Excerpts from a location annotation dataset:
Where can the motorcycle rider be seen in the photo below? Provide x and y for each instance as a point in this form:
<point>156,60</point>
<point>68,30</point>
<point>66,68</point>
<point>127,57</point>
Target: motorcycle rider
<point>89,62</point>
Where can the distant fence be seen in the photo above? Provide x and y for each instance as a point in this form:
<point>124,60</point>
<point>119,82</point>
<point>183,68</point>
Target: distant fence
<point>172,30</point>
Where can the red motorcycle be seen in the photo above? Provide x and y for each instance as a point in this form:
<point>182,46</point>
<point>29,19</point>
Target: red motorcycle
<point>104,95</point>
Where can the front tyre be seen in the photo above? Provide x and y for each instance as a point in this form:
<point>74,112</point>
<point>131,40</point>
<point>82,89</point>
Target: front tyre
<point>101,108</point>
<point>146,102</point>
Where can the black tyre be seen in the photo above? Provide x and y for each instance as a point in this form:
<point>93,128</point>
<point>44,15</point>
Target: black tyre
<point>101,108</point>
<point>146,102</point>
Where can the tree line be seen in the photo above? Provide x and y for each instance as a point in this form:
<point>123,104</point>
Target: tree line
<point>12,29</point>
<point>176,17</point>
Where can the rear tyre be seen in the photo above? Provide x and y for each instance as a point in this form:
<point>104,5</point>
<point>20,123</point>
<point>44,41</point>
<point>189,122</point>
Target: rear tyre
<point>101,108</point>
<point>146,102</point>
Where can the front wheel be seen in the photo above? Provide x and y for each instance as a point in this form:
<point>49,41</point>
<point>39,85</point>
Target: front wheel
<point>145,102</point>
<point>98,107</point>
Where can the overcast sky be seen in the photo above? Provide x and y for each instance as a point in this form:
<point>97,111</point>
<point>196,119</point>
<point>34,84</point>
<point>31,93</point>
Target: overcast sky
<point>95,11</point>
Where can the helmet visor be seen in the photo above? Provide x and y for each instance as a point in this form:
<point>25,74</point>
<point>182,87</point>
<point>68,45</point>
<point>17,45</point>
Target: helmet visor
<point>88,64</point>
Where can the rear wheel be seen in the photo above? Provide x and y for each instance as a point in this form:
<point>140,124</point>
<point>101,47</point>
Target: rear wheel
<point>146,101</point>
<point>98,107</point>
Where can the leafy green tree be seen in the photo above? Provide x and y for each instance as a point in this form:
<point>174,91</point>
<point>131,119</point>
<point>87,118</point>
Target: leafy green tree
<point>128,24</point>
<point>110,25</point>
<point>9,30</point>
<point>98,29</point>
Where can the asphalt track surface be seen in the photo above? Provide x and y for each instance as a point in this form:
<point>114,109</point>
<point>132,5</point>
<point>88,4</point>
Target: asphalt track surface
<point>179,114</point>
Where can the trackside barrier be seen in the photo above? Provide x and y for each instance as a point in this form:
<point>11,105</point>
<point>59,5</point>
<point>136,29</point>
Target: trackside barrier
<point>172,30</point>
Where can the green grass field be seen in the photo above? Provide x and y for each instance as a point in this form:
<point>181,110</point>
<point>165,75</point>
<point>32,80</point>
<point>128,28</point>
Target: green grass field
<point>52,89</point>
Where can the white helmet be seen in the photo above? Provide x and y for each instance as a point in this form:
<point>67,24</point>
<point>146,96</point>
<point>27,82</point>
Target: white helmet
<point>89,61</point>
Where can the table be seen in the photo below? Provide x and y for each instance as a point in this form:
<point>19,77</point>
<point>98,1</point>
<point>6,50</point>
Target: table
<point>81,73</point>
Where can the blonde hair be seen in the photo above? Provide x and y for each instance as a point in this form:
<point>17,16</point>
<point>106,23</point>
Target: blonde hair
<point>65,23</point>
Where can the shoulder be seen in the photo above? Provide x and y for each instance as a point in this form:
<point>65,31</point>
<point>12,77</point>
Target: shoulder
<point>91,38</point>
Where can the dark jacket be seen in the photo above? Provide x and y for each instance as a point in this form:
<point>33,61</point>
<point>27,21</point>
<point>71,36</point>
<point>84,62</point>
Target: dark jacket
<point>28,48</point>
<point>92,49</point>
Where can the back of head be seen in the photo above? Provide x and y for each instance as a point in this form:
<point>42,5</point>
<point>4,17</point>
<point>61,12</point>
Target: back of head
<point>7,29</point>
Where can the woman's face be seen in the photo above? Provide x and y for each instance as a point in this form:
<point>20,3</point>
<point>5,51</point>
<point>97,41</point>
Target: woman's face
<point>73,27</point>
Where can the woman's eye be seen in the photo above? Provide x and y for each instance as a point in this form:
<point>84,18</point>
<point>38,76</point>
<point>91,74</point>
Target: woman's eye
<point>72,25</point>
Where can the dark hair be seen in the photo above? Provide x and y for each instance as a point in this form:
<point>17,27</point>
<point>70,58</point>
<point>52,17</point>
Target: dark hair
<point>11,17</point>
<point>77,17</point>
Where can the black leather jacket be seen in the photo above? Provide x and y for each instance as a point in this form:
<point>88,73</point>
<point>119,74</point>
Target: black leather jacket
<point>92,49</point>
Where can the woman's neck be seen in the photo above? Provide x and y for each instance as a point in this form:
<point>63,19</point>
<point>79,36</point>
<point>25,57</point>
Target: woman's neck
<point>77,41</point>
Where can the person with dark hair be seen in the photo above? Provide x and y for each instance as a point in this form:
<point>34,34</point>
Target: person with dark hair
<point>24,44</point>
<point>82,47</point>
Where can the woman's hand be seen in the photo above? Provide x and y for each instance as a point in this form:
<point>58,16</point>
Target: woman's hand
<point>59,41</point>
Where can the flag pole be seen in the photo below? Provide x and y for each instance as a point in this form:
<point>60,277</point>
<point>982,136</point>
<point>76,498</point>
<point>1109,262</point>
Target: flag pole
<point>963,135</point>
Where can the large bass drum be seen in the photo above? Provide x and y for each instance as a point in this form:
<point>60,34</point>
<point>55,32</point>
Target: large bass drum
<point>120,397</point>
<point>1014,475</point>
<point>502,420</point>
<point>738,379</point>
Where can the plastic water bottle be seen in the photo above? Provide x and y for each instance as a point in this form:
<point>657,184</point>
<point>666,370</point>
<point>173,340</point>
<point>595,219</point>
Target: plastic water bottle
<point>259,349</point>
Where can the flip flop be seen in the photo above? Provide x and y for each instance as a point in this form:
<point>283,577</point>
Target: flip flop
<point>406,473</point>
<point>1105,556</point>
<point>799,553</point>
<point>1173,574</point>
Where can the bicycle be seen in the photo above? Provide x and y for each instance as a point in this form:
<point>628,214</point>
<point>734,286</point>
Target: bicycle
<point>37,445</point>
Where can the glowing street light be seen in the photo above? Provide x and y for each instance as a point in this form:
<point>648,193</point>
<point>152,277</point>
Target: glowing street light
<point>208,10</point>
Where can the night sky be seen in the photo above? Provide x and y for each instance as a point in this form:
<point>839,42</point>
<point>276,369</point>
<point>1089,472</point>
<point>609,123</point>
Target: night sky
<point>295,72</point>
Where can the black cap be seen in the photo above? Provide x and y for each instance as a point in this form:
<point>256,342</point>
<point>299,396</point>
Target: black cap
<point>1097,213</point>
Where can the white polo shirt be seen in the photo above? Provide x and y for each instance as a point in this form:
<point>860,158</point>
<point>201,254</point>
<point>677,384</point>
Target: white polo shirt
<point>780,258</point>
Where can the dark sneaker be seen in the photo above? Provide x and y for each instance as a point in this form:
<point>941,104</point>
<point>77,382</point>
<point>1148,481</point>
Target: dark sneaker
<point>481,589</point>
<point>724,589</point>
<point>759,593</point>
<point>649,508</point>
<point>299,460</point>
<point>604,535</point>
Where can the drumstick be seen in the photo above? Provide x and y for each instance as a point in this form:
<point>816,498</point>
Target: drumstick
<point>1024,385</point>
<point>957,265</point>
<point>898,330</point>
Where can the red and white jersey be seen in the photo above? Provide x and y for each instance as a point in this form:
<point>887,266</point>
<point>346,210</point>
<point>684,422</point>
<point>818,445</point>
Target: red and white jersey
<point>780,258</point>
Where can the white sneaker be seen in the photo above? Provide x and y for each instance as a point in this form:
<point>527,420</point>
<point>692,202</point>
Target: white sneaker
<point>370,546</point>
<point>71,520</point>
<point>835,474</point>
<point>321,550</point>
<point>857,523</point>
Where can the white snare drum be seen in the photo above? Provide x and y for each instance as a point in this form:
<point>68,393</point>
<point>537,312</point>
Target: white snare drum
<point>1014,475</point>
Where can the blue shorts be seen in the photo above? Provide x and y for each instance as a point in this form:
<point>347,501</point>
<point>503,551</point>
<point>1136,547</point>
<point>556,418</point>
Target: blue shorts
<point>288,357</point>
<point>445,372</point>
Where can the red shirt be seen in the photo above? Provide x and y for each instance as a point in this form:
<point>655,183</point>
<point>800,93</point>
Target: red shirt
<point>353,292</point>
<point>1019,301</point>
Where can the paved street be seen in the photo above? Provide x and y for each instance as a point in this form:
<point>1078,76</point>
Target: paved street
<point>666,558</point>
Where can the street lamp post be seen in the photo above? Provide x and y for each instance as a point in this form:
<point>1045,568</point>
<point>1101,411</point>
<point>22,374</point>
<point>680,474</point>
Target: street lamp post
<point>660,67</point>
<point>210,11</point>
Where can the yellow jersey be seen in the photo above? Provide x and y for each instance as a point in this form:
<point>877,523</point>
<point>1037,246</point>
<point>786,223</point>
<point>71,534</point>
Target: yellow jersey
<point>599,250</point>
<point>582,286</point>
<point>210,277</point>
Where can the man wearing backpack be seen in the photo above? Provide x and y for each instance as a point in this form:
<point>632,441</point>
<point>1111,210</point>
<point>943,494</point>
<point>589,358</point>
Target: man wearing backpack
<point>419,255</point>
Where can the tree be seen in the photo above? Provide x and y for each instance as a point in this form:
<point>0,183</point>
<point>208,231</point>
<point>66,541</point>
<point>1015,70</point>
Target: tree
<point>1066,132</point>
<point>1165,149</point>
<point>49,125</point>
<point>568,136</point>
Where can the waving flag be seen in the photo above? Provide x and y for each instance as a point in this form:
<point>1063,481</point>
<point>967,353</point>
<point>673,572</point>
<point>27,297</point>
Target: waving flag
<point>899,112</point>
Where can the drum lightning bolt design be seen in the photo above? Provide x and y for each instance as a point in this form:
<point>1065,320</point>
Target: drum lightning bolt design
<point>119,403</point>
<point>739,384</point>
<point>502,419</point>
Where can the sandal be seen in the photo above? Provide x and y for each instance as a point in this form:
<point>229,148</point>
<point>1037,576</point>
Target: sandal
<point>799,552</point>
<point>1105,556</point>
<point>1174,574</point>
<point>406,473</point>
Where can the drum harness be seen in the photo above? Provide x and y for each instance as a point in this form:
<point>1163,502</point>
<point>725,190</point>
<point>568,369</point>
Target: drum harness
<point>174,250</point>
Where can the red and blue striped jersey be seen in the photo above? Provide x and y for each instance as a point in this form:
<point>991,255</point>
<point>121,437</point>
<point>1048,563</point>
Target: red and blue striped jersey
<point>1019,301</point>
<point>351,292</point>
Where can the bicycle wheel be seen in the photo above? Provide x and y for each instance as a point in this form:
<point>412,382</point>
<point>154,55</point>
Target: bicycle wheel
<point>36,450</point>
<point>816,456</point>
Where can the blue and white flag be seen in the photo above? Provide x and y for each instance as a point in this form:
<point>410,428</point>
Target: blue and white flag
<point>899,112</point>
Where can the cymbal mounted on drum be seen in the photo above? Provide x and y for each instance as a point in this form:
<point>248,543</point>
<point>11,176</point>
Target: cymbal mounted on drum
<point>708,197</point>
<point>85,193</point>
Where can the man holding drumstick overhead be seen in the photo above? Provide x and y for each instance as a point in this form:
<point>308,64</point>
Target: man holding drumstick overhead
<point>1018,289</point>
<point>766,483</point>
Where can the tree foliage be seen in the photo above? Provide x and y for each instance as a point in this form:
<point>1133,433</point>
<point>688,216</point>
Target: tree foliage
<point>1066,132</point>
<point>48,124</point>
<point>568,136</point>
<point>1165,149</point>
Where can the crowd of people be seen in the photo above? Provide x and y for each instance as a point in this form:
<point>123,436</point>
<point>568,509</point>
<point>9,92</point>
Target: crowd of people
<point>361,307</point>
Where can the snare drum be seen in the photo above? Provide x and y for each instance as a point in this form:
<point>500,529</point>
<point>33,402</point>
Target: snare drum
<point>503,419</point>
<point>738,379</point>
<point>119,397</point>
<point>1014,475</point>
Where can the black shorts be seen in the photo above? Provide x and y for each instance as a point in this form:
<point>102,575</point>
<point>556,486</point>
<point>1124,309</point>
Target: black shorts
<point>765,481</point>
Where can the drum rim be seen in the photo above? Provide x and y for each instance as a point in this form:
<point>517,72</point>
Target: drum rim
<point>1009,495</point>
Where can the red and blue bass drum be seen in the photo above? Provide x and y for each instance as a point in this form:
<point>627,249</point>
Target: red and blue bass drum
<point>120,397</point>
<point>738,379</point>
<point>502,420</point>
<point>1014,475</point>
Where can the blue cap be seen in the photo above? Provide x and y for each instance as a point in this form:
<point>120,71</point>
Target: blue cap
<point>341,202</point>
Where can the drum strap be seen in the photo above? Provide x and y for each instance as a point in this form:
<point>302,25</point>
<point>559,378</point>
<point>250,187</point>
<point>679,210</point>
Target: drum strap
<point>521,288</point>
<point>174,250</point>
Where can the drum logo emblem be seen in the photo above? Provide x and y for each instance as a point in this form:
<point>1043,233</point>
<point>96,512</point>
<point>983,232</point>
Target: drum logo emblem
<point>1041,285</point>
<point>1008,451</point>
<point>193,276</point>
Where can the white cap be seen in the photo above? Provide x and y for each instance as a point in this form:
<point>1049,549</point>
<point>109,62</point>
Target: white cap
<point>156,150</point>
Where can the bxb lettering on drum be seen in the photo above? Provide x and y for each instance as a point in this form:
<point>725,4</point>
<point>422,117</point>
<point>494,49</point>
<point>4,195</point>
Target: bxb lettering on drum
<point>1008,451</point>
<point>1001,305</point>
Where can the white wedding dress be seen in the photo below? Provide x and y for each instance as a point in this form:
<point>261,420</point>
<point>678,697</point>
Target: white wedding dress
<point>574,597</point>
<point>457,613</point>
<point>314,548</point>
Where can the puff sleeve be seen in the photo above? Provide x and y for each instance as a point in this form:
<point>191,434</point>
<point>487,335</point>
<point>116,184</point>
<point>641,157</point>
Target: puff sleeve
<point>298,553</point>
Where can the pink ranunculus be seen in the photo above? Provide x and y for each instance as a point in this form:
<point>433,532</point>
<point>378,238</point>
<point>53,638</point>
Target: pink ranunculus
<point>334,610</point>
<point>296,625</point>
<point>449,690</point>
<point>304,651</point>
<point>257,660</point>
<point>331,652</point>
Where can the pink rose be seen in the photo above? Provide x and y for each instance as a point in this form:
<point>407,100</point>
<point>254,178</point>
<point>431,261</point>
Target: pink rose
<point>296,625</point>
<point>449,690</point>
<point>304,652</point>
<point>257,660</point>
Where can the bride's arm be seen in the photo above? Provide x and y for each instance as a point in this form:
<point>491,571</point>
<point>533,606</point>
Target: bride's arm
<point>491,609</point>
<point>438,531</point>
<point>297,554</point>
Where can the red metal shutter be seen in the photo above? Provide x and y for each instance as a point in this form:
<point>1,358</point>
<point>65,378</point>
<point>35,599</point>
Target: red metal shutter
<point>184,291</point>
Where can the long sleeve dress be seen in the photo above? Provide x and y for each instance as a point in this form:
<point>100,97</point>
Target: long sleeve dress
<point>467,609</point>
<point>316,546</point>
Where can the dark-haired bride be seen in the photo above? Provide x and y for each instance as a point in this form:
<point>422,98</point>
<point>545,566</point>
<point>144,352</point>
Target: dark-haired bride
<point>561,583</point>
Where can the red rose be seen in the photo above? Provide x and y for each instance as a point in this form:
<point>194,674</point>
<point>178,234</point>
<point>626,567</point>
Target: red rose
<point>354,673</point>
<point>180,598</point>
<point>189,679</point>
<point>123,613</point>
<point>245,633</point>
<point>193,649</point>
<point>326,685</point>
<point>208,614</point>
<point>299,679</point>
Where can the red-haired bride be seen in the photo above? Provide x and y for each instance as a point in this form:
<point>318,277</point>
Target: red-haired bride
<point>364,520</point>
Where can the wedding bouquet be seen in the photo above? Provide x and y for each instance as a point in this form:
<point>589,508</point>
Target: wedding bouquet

PROBLEM DESCRIPTION: Reproduce the items above word for word, from the line containing "Where can the black leather" through the line containing "<point>963,135</point>", including both of those lines.

SOLUTION TO THIS PROBLEM:
Where can the black leather jacket be seen in the photo above? Provide x and y for each instance as a point in this form:
<point>88,73</point>
<point>119,74</point>
Target: black leather jacket
<point>92,49</point>
Where can the woman's neck be seen in the photo above? Provide x and y for each instance as a point in this form:
<point>63,19</point>
<point>79,36</point>
<point>25,57</point>
Target: woman's neck
<point>77,41</point>
Where can the person with dark hair be seen in the photo above? Provide x and y for each instance as a point in this form:
<point>34,34</point>
Target: person with dark hair
<point>24,44</point>
<point>82,47</point>
Where can the woman's hand be seen in the photo above? Provide x and y for each instance as a point in this form:
<point>58,16</point>
Target: woman's hand
<point>59,41</point>
Where can the flag pole be seen in the photo below? Provide x and y for each instance as a point in this form:
<point>60,277</point>
<point>982,136</point>
<point>76,498</point>
<point>1109,262</point>
Target: flag pole
<point>963,135</point>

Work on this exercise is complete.